___ Given information ___
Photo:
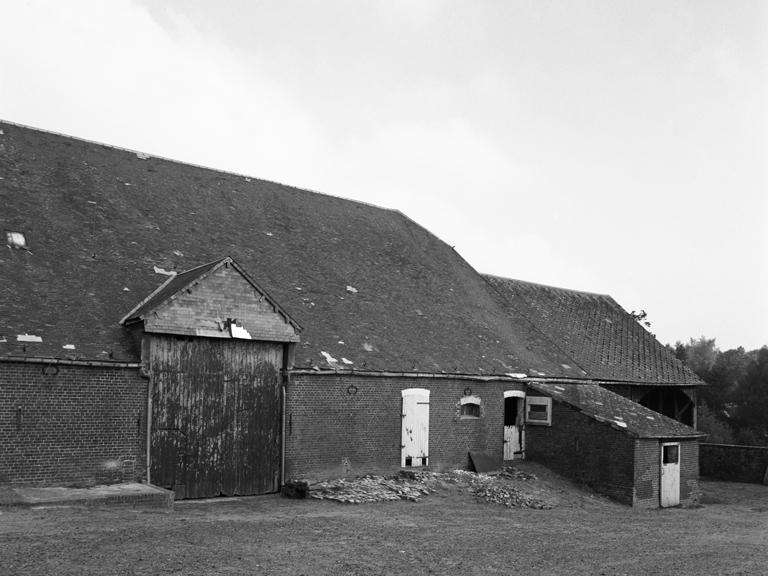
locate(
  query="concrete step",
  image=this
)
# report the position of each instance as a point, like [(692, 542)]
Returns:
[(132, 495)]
___
___ Given information ___
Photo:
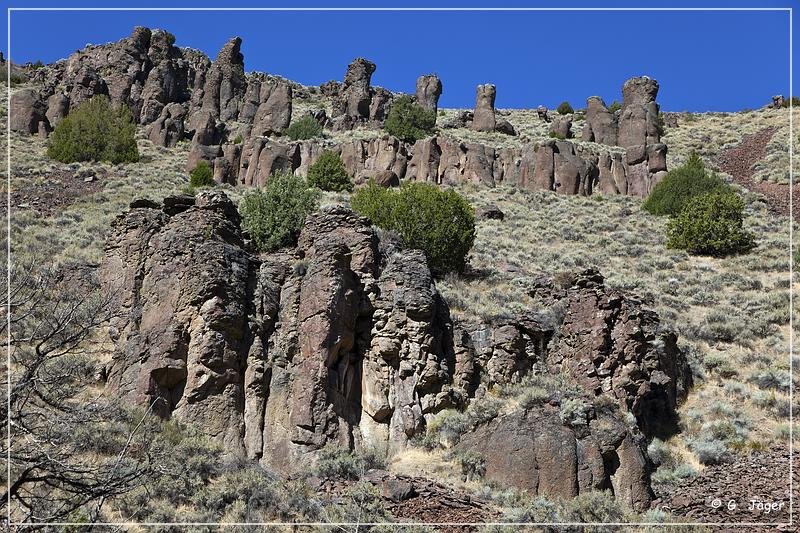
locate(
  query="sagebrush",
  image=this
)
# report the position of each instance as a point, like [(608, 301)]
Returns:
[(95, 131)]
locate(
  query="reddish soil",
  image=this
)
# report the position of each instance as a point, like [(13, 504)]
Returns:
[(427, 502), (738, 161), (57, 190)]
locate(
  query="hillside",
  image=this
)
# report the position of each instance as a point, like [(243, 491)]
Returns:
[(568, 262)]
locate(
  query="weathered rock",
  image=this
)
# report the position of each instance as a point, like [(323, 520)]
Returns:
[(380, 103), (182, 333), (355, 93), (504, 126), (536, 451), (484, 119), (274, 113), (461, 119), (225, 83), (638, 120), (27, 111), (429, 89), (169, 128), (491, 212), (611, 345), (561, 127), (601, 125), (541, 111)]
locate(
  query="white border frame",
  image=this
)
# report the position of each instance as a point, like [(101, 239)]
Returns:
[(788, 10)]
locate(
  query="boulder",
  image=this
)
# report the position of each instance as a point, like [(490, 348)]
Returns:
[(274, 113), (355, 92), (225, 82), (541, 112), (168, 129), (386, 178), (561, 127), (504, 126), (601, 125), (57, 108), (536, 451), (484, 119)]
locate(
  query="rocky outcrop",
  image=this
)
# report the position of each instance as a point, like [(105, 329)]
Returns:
___
◆ **Brief**
How many lines above contain the string "query"? Case counts; reply with the number only.

◆ **Answer to the task**
8